**Assignment**
Each and every line below goes into your answer unchanged, but leave out the images.

**Provided material**
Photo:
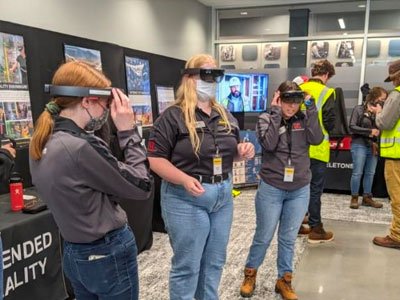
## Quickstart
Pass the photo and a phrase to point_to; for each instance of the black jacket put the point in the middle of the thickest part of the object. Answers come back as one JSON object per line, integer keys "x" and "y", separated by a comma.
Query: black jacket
{"x": 361, "y": 125}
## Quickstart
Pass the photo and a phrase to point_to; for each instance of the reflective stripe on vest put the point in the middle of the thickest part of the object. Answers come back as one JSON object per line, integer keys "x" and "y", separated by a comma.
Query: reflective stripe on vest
{"x": 321, "y": 93}
{"x": 390, "y": 140}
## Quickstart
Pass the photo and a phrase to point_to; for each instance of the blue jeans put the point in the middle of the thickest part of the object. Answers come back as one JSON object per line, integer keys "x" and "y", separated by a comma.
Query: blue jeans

**Answer to the exercise**
Photo:
## Quickstart
Pass the photo and a phrase to point_to; for each instance of the black jacket put the point in the middle of the thickest part of the object. Answers come back as one JSON object per line, integer keys "x" and "y", separated by a comma.
Query: black jacket
{"x": 361, "y": 125}
## Quickstart
Pass the photo and a phrase to point_to; for each instance of the reflective stripe on vest put the point in the middle of the thickest part of the object. Answers come back as one JSON object per line, integer keys "x" and "y", separated by a comma.
Query: reflective stripe on vest
{"x": 321, "y": 93}
{"x": 390, "y": 140}
## Quickstart
Pass the photo and a phrase to point_to; for each instance of the blue jeans put the point in the middle of the thickest part of the object. Answers come back as one JSON object per line, integer keys "x" and "y", separated by a comma.
Query: blue jeans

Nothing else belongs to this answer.